Balasquide, IJ A200 919 454 UNITED STATES COURT OF APPEALS FOR THE SECOND CIRCUIT SUMMARY ORDER

RULINGS BY SUMMARY ORDER DO NOT HAVE PRECEDENTIAL EFFECT. CITATION TO A SUMMARY ORDER FILED ON OR AFTER JANUARY 1, 2007, IS PERMITTED AND IS GOVERNED BY FEDERAL RULE OF APPELLATE PROCEDURE 32.1 AND THIS COURT = S LOCAL RULE 32.1.1. WHEN CITING A SUMMARY ORDER IN A DOCUMENT FILED WITH THIS COURT, A PARTY MUST CITE EITHER THE FEDERAL APPENDIX OR AN ELECTRONIC DATABASE (WITH THE NOTATION “SUMMARY ORDER”). A PARTY CITING TO A SUMMARY ORDER MUST SERVE A COPY OF IT ON ANY PARTY NOT REPRESENTED BY COUNSEL.

At a stated term of the United States Court of Appeals for the Second Circuit, held at the Thurgood Marshall United States Courthouse, 40 Foley Square, in the City of New York, on the 30 th day of November, two thousand sixteen.

PRESENT:

DENNIS JACOBS,

SUSAN L. CARNEY,

CHRISTOPHER F. DRONEY,

Circuit Judges.

_____________________________________

DE YE QIU,

Petitioner ,

v. 15-3024

NAC LORETTA E. LYNCH, UNITED STATES

ATTORNEY GENERAL,

Respondent .
###
Could you pick up the Second Circuit summary order in De Ye Qiu v. Lynch after its final line and carry it forward?
###
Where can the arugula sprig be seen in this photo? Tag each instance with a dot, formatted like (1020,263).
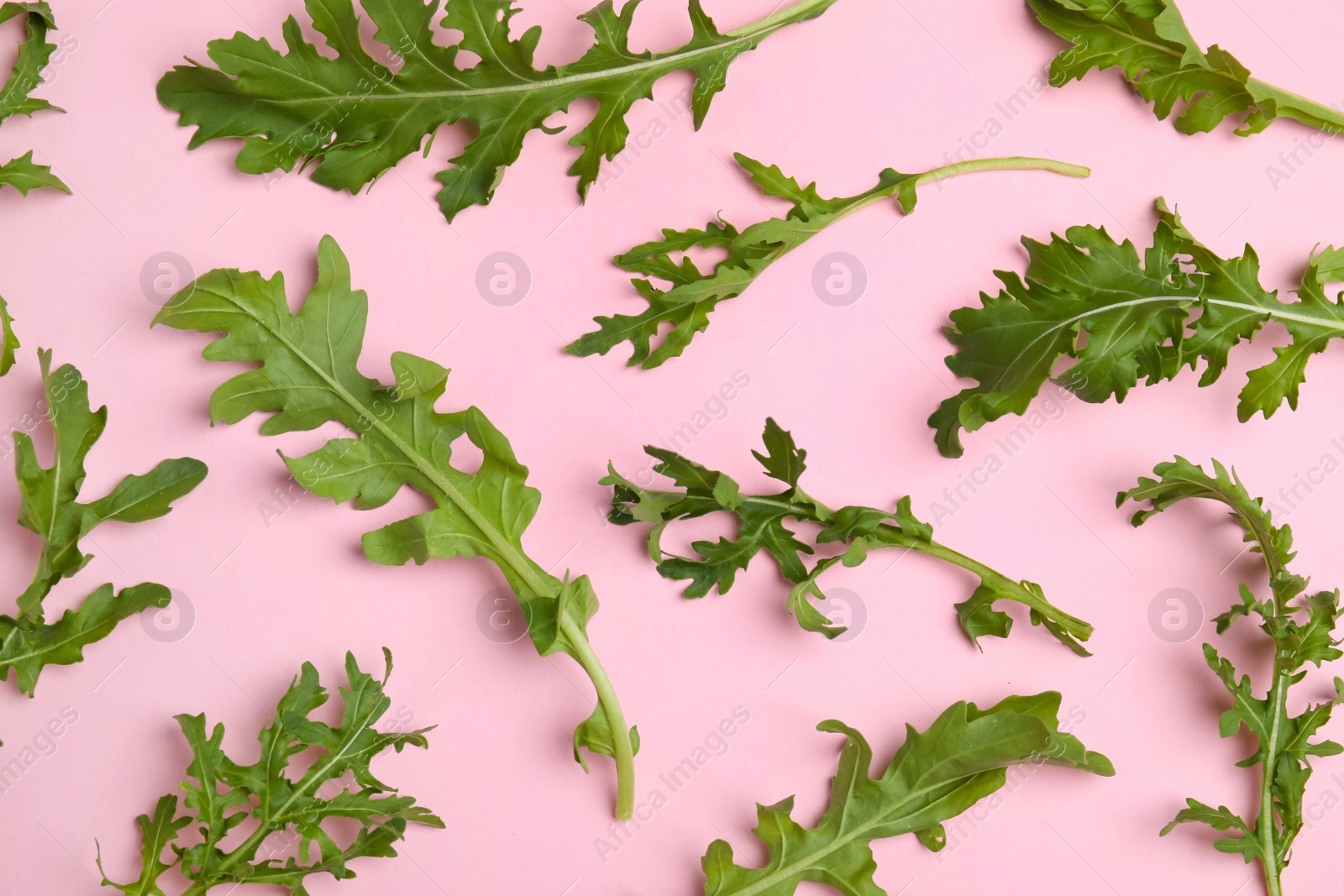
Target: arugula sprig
(1149,42)
(694,293)
(306,375)
(1151,317)
(354,117)
(934,775)
(761,527)
(50,506)
(222,794)
(1301,627)
(15,96)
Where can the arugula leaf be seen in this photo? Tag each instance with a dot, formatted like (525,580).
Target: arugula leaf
(223,794)
(8,338)
(306,374)
(26,175)
(15,96)
(1301,629)
(763,527)
(354,117)
(934,777)
(50,506)
(1148,316)
(694,293)
(1148,39)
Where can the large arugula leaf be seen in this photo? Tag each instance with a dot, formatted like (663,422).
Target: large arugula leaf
(1301,629)
(354,117)
(1148,39)
(934,775)
(763,527)
(15,96)
(50,506)
(692,295)
(1119,316)
(26,175)
(221,794)
(306,374)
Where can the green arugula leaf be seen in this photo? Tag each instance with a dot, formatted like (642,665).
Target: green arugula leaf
(1301,631)
(26,175)
(1148,39)
(223,794)
(1119,317)
(354,117)
(934,777)
(306,374)
(50,508)
(694,293)
(8,338)
(15,96)
(763,527)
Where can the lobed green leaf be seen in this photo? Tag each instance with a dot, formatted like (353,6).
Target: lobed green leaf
(764,527)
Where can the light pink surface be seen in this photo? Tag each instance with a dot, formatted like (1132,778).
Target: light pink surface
(869,85)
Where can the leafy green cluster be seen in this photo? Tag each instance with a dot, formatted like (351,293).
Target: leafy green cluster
(222,794)
(1301,627)
(694,293)
(761,527)
(50,506)
(354,117)
(1119,316)
(936,775)
(306,375)
(1148,39)
(15,96)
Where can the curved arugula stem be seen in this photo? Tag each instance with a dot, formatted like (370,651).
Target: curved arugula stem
(307,372)
(694,295)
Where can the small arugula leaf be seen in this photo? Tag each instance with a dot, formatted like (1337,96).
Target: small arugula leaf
(50,506)
(763,526)
(49,496)
(26,175)
(15,94)
(306,374)
(221,794)
(354,117)
(1121,317)
(1149,42)
(694,293)
(1300,627)
(934,775)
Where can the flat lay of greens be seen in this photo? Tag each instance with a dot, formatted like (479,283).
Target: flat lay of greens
(694,293)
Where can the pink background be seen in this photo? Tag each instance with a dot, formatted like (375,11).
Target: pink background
(869,85)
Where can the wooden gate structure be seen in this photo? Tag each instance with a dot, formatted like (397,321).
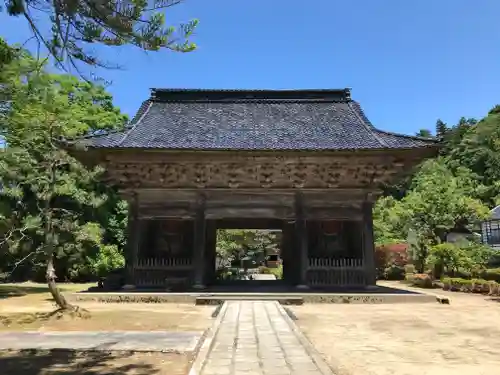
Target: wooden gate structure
(307,162)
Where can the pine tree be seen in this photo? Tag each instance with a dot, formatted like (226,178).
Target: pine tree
(66,28)
(441,128)
(47,191)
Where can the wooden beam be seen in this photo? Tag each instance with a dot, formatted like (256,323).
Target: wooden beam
(249,212)
(332,213)
(369,244)
(131,246)
(301,233)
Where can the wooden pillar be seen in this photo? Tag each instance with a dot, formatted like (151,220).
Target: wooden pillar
(368,244)
(302,243)
(199,243)
(132,245)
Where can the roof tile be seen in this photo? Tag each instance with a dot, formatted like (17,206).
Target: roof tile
(253,120)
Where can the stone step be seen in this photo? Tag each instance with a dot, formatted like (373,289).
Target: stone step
(219,299)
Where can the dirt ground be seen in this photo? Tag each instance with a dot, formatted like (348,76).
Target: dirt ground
(407,339)
(28,306)
(93,363)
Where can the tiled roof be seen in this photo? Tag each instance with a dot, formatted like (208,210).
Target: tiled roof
(253,120)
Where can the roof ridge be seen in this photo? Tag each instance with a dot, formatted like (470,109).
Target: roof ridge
(373,128)
(416,137)
(248,95)
(145,111)
(364,120)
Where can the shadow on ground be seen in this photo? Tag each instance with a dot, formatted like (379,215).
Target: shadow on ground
(61,362)
(261,286)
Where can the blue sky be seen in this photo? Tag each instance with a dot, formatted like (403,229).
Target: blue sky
(407,62)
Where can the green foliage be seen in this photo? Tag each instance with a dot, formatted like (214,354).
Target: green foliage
(479,152)
(438,201)
(450,256)
(67,28)
(492,274)
(394,273)
(234,244)
(109,258)
(421,280)
(426,133)
(51,204)
(278,271)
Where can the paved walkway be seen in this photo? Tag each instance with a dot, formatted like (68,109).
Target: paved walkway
(115,340)
(254,338)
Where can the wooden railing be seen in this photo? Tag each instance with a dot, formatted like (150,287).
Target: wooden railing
(161,272)
(163,264)
(336,272)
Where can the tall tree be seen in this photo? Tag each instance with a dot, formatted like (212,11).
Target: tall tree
(437,202)
(426,133)
(47,190)
(74,25)
(441,129)
(479,150)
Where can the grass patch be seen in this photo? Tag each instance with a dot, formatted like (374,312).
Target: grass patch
(23,289)
(67,362)
(172,318)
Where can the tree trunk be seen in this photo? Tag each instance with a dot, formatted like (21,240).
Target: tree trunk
(51,282)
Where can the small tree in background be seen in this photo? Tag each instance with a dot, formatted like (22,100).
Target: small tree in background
(48,197)
(68,28)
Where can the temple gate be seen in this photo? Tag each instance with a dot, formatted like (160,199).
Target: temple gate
(307,162)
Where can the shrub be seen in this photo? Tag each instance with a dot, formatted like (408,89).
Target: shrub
(278,271)
(390,255)
(394,273)
(421,280)
(409,269)
(108,259)
(492,274)
(470,286)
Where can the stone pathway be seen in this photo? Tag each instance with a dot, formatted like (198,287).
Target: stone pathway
(105,341)
(254,338)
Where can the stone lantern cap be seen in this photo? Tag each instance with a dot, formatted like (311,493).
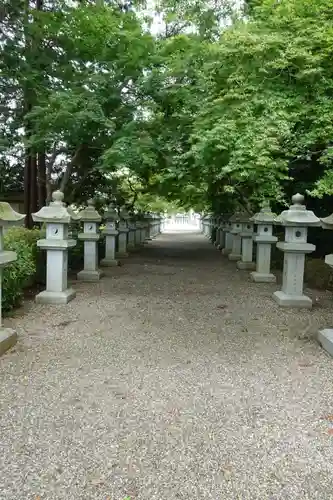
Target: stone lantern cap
(298,215)
(327,222)
(8,216)
(111,214)
(265,215)
(240,216)
(90,214)
(123,214)
(56,211)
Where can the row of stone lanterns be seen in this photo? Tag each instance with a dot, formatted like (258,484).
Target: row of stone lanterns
(57,218)
(238,246)
(240,236)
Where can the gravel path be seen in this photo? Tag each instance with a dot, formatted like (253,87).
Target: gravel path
(173,378)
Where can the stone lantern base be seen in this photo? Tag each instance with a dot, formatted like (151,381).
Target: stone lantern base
(85,275)
(234,256)
(47,297)
(245,265)
(8,339)
(262,277)
(286,300)
(109,262)
(226,251)
(325,339)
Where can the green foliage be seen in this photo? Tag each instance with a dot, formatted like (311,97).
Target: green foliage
(17,275)
(216,109)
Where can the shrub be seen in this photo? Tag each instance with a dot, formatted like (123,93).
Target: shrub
(17,275)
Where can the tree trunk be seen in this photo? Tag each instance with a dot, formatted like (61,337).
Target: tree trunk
(41,179)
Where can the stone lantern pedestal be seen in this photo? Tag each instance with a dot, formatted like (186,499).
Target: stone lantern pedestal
(110,233)
(296,221)
(8,217)
(221,241)
(131,233)
(123,232)
(216,240)
(90,236)
(325,336)
(138,232)
(228,238)
(236,229)
(264,240)
(246,234)
(57,219)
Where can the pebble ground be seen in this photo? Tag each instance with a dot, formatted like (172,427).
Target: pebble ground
(174,378)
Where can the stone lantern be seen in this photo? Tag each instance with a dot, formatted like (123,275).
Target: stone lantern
(90,236)
(246,234)
(236,229)
(8,217)
(296,221)
(57,218)
(264,239)
(149,224)
(221,235)
(138,230)
(110,233)
(228,238)
(132,231)
(218,221)
(325,336)
(123,232)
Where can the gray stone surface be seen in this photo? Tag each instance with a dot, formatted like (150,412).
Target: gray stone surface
(47,297)
(325,338)
(8,338)
(86,275)
(173,378)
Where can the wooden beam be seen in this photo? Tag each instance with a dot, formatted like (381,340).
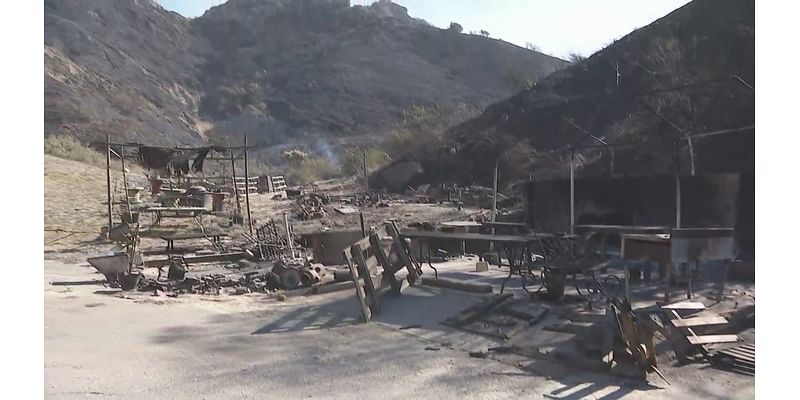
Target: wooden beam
(685,305)
(699,321)
(706,339)
(246,188)
(199,259)
(457,285)
(108,183)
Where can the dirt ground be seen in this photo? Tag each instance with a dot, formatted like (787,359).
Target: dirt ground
(101,342)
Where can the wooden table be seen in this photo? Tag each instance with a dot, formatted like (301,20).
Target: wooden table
(216,237)
(680,246)
(176,212)
(462,226)
(510,244)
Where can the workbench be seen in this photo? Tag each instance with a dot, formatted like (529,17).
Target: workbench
(216,237)
(680,246)
(510,243)
(175,212)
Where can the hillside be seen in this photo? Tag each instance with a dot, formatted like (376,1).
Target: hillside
(620,95)
(279,71)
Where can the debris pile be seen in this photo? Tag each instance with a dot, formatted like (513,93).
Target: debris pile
(312,206)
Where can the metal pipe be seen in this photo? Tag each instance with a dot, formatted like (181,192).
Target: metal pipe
(235,187)
(678,200)
(289,240)
(108,181)
(247,187)
(572,191)
(494,204)
(125,184)
(366,178)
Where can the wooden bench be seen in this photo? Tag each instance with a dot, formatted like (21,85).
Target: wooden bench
(216,237)
(176,212)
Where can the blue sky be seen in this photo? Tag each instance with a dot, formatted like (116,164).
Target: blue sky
(557,27)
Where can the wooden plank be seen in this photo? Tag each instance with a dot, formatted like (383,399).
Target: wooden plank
(457,285)
(685,305)
(738,354)
(371,264)
(366,313)
(369,286)
(474,312)
(402,251)
(706,339)
(699,321)
(608,337)
(199,259)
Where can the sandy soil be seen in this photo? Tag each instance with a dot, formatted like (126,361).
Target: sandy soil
(75,211)
(100,342)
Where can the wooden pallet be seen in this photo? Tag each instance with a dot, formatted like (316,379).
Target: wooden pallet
(740,359)
(686,324)
(363,258)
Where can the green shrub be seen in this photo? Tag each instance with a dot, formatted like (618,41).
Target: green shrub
(353,161)
(70,148)
(310,169)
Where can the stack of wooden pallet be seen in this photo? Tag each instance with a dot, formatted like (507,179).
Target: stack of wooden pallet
(685,318)
(740,359)
(365,256)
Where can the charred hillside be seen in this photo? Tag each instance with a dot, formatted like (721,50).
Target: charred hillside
(624,93)
(276,70)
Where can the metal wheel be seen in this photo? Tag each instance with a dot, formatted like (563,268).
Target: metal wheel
(589,289)
(612,286)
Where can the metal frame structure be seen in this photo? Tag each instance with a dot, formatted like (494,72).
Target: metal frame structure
(232,158)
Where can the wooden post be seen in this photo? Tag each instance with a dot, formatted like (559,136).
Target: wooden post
(366,178)
(572,191)
(289,239)
(677,200)
(494,208)
(247,188)
(235,187)
(677,185)
(494,192)
(108,181)
(125,184)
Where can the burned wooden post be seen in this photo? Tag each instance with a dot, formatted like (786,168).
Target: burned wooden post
(366,178)
(572,190)
(235,187)
(108,181)
(677,184)
(125,184)
(247,188)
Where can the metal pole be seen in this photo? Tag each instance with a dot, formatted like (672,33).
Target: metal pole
(366,178)
(677,186)
(288,234)
(677,200)
(494,192)
(572,191)
(235,187)
(247,188)
(494,208)
(125,183)
(108,180)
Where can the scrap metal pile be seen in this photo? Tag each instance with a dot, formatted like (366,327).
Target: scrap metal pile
(263,277)
(312,205)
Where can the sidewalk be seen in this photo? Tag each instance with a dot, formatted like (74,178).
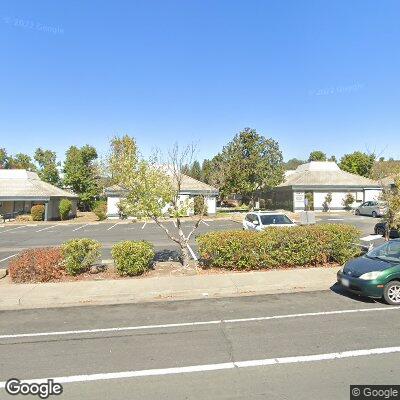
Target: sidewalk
(45,295)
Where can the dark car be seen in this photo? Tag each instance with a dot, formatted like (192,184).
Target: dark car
(381,227)
(375,274)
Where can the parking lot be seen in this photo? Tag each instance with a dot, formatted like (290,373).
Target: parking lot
(14,238)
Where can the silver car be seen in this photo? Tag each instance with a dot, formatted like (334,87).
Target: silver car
(373,208)
(258,221)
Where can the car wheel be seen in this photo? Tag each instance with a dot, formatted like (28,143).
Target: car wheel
(391,293)
(381,231)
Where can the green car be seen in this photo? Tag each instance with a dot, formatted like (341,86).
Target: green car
(376,274)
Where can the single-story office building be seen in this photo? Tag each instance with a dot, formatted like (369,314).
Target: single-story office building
(21,189)
(190,188)
(318,178)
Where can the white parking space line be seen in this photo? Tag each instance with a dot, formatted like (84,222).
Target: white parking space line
(47,227)
(77,229)
(196,323)
(113,226)
(7,258)
(14,229)
(216,367)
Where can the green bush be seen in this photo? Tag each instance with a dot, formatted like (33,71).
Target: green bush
(80,254)
(65,208)
(132,258)
(100,210)
(279,247)
(200,208)
(37,212)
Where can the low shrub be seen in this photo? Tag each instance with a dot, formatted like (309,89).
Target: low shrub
(200,208)
(80,254)
(37,265)
(279,247)
(37,212)
(100,209)
(65,208)
(132,258)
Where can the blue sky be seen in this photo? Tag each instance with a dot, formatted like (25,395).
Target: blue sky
(310,74)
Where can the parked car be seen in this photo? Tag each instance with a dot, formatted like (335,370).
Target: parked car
(381,227)
(373,208)
(375,274)
(257,221)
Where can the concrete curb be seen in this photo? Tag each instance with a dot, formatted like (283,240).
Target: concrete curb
(67,294)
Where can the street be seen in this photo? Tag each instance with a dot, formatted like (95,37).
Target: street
(15,238)
(206,349)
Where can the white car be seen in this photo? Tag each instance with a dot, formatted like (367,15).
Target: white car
(259,220)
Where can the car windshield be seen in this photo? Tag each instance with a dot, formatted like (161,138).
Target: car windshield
(275,219)
(389,251)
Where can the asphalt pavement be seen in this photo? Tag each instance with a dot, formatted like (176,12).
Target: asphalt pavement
(15,238)
(289,346)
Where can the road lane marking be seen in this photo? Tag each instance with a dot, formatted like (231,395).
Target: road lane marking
(77,229)
(113,226)
(13,229)
(196,323)
(216,367)
(7,258)
(48,227)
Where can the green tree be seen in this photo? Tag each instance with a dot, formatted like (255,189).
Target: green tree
(357,163)
(4,159)
(22,161)
(195,170)
(293,163)
(48,170)
(80,174)
(123,157)
(391,198)
(317,155)
(250,163)
(153,190)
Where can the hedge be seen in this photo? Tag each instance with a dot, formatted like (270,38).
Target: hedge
(80,254)
(37,265)
(37,212)
(132,258)
(298,246)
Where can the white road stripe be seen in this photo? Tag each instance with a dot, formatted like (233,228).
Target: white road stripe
(7,258)
(77,229)
(215,367)
(48,227)
(13,229)
(183,324)
(112,226)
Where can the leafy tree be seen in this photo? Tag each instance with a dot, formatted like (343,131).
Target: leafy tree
(249,163)
(317,155)
(123,156)
(22,161)
(80,174)
(48,170)
(153,190)
(4,159)
(391,197)
(195,170)
(357,163)
(293,163)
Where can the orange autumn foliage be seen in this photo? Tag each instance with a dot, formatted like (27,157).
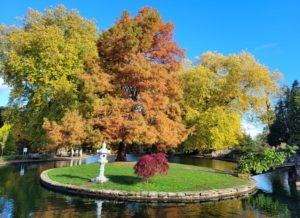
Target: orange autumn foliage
(140,55)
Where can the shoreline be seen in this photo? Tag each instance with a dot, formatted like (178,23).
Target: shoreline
(151,196)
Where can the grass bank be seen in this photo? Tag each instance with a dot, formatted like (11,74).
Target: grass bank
(121,177)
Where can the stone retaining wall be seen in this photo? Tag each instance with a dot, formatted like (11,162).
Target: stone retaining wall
(151,196)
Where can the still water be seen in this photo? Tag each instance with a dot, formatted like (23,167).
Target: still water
(21,195)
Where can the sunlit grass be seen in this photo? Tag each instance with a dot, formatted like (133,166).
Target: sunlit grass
(121,177)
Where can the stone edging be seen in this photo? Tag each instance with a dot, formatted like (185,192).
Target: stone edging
(151,196)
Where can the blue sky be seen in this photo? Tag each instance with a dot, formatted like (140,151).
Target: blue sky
(268,29)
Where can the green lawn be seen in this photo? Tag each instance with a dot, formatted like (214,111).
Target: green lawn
(179,178)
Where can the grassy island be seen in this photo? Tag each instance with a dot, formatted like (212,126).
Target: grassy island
(121,177)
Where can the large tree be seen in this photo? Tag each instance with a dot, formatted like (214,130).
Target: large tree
(143,109)
(218,92)
(293,114)
(1,116)
(43,61)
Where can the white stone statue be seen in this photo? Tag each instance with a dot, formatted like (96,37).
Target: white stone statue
(103,152)
(72,152)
###
**Result for this exercise**
_____________________________________

FOR PETITIONER: De Ye Qiu, pro se, New York, N.Y. FOR RESPONDENT: Benjamin C. Mizer, Principal Deputy

Assistant Attorney General; Cindy S. Ferrier, Assistant Director; Kimberly A. Burdge, Trial Attorney, Office of Immigration Litigation, United States Department of Justice, Washington, D.C.

UPON DUE CONSIDERATION of this petition for review of a Board of Immigration Appeals (“BIA”) decision, it is hereby ORDERED, ADJUDGED, AND DECREED that the petition for review is DENIED.

Petitioner De Ye Qiu, a native and citizen of the People’s Republic of China, seeks review of a September 1, 2015, decision of the BIA, affirming a January 6, 2014, decision of an Immigration Judge (“IJ”) denying Qiu’s application for asylum, withholding of removal, and relief under the Convention Against Torture (“CAT”). In re De Ye Qiu, No. A200 919 454 (B.I.A. Sept. 1, 2015), aff’g No. A200 919 454 (Immig. Ct. N.Y. City Jan. 6, 2014). We assume the parties’ familiarity with the underlying facts and procedural history in this case.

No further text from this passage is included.